(untagged)

XML Document Splitter Class

Detlef Grohs

0.00/5 (No votes)

1 Jul 2003

An article demonstration using the XMLTextReader class to split large XML files.

Introduction

This article will demonstrate the use of the XMLTextReader and XMLTextWriter classes to split XML streams. The class XMLDocumentSplitter is included, that provides the functionality to split XML streams through a passed in TextReader object and calls a XMLDocumentSplitHandler delegate for each portion of the XML stream. The XML stream can be separated by element count or size as specified by parameters to the XMLDocumentSplitter class. A Splitter VB.NET Windows Project has been provided that shows how to use the XMLDocumentSplitter class and provides an easy way to split XML files.

Background

This class and functionality was developed to help solve a problem with large document processing in BizTalk 2002. BizTalk 2002 cannot process documents that are larger than 4 megabytes and there was a situation where some of the XML documents that we wished to be processed, could exceed this limit. A solution to the limitation was found in the BizTalk 2002 .NET Toolkit in the form of a custom pipeline, that would receive the large document and would split it into smaller documents to be submitted to BizTalk. The example provided, used the XMLTextReader class to read the XML elements, but it manually created the XML document sections that were submitted back to BizTalk! I thought that the manual creation of the output XML nodes was unnecessarily complicated, since it was possible to retrieve the text for each element with the OuterXML method. I decided to rewrite this code as a seperate class so that I could use for several other solutions that I was working on. Later I started looking at the XMLTextWriter class in the .NET Framework and decided that some of the processing that I was doing with attributes and nodes, before the first element, could be handled better by using the Write* methods provided. I rewrote the Split method to use the XMLTextWriter class to generate the output XML documents.

Using the code

The following code shows how the XMLDocumentSplitter class is used within the Splitter test project. By default the XMLDocumentSplitter class is set for SplitTypes.SplitByDocumentSize with a size of 512,000. The btnSplit_Click method sets the SplitType and SplitSize based on the radio buttons and text fields from the dialog. The Split method is then called with a StreamReader initialized to the source document and with the SplitHandler method passed in as the delegate.

Private m_XMLSplitter As New XMLDocumentSplitter()

(Stored records)
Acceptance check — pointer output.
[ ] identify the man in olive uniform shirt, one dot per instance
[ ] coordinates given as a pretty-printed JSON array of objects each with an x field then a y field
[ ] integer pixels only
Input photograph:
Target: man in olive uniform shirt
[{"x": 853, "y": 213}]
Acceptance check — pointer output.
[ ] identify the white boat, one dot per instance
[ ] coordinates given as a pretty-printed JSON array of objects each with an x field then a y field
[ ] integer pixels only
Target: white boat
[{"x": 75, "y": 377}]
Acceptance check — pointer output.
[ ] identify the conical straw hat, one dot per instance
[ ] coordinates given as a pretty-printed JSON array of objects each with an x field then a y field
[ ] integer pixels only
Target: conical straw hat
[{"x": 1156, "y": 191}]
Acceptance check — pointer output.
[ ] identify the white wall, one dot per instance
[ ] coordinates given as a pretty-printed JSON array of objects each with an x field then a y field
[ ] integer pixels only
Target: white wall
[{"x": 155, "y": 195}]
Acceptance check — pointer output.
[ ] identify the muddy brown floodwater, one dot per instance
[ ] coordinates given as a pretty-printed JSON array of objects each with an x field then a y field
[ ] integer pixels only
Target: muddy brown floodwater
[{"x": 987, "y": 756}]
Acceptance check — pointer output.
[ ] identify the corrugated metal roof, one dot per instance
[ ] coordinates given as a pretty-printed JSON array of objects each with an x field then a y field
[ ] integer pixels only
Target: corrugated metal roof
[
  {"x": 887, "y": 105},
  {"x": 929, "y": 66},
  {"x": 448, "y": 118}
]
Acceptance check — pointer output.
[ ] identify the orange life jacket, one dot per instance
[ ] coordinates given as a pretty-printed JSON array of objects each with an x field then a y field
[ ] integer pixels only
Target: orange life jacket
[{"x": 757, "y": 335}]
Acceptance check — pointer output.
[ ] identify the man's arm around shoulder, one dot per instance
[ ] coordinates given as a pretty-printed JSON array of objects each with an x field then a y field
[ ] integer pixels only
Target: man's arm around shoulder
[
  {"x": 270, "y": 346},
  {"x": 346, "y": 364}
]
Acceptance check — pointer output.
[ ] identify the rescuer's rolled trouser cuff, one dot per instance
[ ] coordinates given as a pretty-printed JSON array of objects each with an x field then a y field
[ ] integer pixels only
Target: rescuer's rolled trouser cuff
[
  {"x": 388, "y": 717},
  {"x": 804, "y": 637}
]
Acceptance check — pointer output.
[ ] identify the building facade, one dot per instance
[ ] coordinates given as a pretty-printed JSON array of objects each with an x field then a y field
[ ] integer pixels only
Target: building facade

(To-do list)
**a)** Retype the part of the XML splitter article that begins at the words "0.00/5 (No votes)" and stops after "split XML files.".
**b)** Name every method that the XML splitter article refers to as a method.
**c)** In the XML splitter article, which documents can BizTalk 2002 not process?

(Outputs for the tasks)
**a)**
0.00/5 (No votes)

1 Jul 2003

An article demonstration using the XMLTextReader class to split large XML files.

Introduction

This article will demonstrate the use of the XMLTextReader and XMLTextWriter classes to split XML streams. The class XMLDocumentSplitter is included, that provides the functionality to split XML streams through a passed in TextReader object and calls a XMLDocumentSplitHandler delegate for each portion of the XML stream. The XML stream can be separated by element count or size as specified by parameters to the XMLDocumentSplitter class. A Splitter VB.NET Windows Project has been provided that shows how to use the XMLDocumentSplitter class and provides an easy way to split XML files.

**b)** OuterXML, Write*, Split, btnSplit_Click, SplitHandler

**c)** Documents larger than 4 megabytes.